→ **TEXT EXTRACT**

====================

String sizing is the first step in designing the PV array. It is primarily about matching string voltages to the inverter input operating window. This has long-reaching effects on the whole solar energy system, from the ease of installation, labor and material costs, and performance.

In determining the optimum number of modules in a string, there are actually three inverter input parameters that we should meet with our array voltages:

  • · Minimum Input Voltage – this is the minimum input voltage that must be met before the inverter starts to get DC power from the PV array for conversion to AC. The whole system will stop producing power once the array voltage goes lower than this value. This is a common cause of performance issues for solar systems. The PV array’s operating voltage, even if designed by a solar PV engineer, can go below this minimum input voltage if he has failed to consider the effect of temperature on PV module voltages. Another reason why PV strings sometimes fail to meet the minimum input voltage is when the grid voltage increases by a percentage, the minimum input voltage also increases by the same percentage. Other than these reasons, the PV modules also degrade over time, usually around 0.8% of the rated power per year. This corresponds to an estimated voltage loss of 0.4% per year or 10% over the course of its 25-year lifespan.

  • · Maximum Input Voltage – this determines the maximum DC voltage that the PV array can have. The inverter can be damaged if exposed to voltages higher than this value. A common cause of overvoltage to the inverter is mistakenly putting two strings in series rather than in parallel. Similar to the minimum input voltage, the PV array can also accidentally go above this maximum input voltage if the solar PV engineer fails to consider temperature effects. PV modules’ voltage increases with decreasing temperature. In most cases, the temperature variation from standard temperature (25OC) to the lowest site temperature is much more than the variation to the highest site temperature, especially for locations that experience winter. This means that the effect of voltage increase due to decreasing temperature will be much more than the effect of voltage decrease due to increasing temperature.

  • · MPP Voltage Range – this is the voltage range of the string in which the inverter can track the MPP of the PV modules. Fortunately for designers, if the string is designed so that its operating voltage will always be within the maximum and minimum input voltages, its VMPP will also most likely fall in the MPP voltage range.

Case Study: DC Voltage Calculations in String Sizing

This case study illustrates the step by step process in string sizing for solar energy systems.

Location: Springfield, Massachusetts.

PV module: Yingli YL230P-29b, 230 W STC, 29.5 VMP, 7.8 IMP, 37.0 VOC, 8.4 ISC, -0.137 V/°C temperature coefficient of VOC (-0.37%/°C x 37.0 VOC), -0.133 V/°C temperature coefficient of VMP (based on the published temperature coefficient for Pmp, -0.45%/°C x 29.5 VMP).

Inverter: SMA STP25000-TL, 25 kW, 1,000 Vdc maximum input, 188V start input voltage.

====================

→ **GIVEN DATA**

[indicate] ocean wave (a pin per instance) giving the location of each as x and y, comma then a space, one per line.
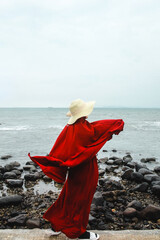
15, 128
146, 125
56, 126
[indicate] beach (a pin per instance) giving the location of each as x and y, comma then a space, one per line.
128, 190
127, 195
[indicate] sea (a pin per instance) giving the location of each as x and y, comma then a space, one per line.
34, 130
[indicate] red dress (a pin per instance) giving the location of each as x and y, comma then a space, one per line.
75, 152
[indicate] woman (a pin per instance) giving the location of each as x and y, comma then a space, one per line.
74, 155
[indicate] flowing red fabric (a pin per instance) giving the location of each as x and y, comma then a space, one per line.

====================

→ **SET OF TASKS**
[1] Return every row that contains the string "space".
[2] Continue the passage on solar PV string sizing from where it stops.

→ **THE RESULTS**
[1]
[indicate] ocean wave (a pin per instance) giving the location of each as x and y, comma then a space, one per line.
[indicate] beach (a pin per instance) giving the location of each as x and y, comma then a space, one per line.
[indicate] sea (a pin per instance) giving the location of each as x and y, comma then a space, one per line.
[indicate] red dress (a pin per instance) giving the location of each as x and y, comma then a space, one per line.
[indicate] woman (a pin per instance) giving the location of each as x and y, comma then a space, one per line.
[indicate] flowing red fabric (a pin per instance) giving the location of each as x and y, comma then a space, one per line.

[2]
We first need to determine the highest and lowest expected temperature in our location. We can get this data from NASA’s web mapping application, POWER. This can be accessed on this link:

  • Scroll down to the Multiple Data Access Options part and click on Power Data Access Viewer:

  • On Choose a User Community, just keep it at SSE-Renewable Energy.

  • On Choose a Temporal Average, choose Climatology.

  • On Enter Lat/Lon or Add a Point to Map, you can point the location on the map or enter the location’s latitude and longitude.

  • The Select Time Extent Part is not needed.

  • Keep ASCII selected on the Select Output File Formats.

  • Scroll down on the POWER Single Point Data Access window to number 6, Select Parameters. Double click on the Meteorology (Temperature) folder to expand it and check on Maximum and Minimum Temperatures at 2 meters.

  • On the bottom of this window, click Submit.

  • It will take you to another window. On the Output files, click ASCII.

  • It will open another tab that looks like the one shown below. We will be able to see on the bottom part, the maximum and minimum expected temperatures for each month. On this site, our lowest expected temperature is -10.08OC which will occur in January while the highest is 26.82OC in August.

Maximum modules in series – to determine the maximum number of PV modules in series, first calculate the per-module maximum voltage as follows:

where: αVOC = temperature coefficient of VOC

For our example:

VMAX = 37.0V + ((-10.08OC - 25OC) * -0.37%/ OC)

= 37.0V + ((-35.08OC) * -0.37%/ OC)

= 37.0V + (12.9796%)

This means that our VOC of 37.0V will be increased by 12.9796%. This is equivalent to 4.8V.

= 37.0V + 4.8V

VMAX = 41.8V

Then, divide the maximum inverter input voltage by the temperature-corrected open-circuit voltage and round down to the nearest whole number to determine the maximum number of PV modules in series.

NMAX = 1,000V/41.8V

= 23.92

NMAX = 23 PV modules in series.

Minimum modules in series – To determine the minimum number of PV modules in series, first calculate the per module minimum voltage as follows:

where: βVMP = temperature coefficient of VMP

Take note that not every PV module datasheet indicates a separate temperature coefficient for VMP.

For our example:

VMIN = 29.5V + ((26.82OC - 25OC) * -0.45%/ OC)

= 29.5V + ((1.82OC) * -0.45%/ OC)

= 29.5V + (-0.819%)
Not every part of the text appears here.